[[ DATA FOR THIS TASK, beginning ]]

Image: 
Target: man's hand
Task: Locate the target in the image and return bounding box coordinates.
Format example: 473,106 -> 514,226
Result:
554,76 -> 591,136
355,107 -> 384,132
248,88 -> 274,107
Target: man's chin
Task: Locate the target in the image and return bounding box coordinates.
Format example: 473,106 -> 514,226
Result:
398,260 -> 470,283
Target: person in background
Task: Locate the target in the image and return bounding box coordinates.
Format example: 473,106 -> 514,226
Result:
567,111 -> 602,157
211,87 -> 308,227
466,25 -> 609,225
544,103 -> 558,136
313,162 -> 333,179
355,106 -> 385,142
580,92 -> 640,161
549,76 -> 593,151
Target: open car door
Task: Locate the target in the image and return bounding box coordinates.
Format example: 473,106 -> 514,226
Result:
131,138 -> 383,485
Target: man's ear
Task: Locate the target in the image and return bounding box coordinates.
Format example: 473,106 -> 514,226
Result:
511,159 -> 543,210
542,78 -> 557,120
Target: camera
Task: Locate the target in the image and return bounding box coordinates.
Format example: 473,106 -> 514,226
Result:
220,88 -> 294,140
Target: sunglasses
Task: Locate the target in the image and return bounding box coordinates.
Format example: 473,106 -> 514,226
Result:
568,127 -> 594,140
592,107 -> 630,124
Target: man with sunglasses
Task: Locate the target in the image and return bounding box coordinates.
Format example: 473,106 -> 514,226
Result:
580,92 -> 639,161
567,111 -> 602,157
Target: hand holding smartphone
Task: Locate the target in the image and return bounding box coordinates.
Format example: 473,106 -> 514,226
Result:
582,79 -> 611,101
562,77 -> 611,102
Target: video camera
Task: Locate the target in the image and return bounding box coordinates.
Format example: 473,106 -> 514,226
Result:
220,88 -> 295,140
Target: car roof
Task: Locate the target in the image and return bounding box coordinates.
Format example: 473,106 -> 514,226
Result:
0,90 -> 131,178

[[ DATA FOR THIS TASK, end ]]
[[ DATA FOR THIS TASK, beginning ]]

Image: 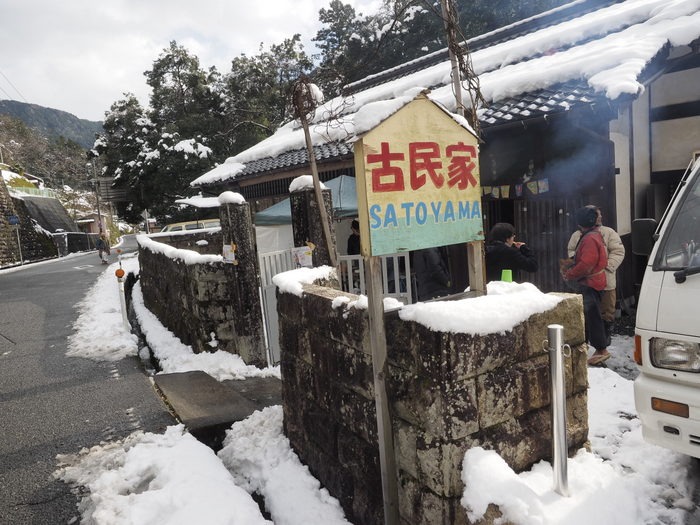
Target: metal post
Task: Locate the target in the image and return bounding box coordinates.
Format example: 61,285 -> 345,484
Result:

[[ DATA FOR THIS TASK, end ]]

PROBLEM DETAILS:
Report each line in the preceding entries that holds the string "hand".

EXPECTED ANSWER:
Target: man's hand
Target: hand holding smartphone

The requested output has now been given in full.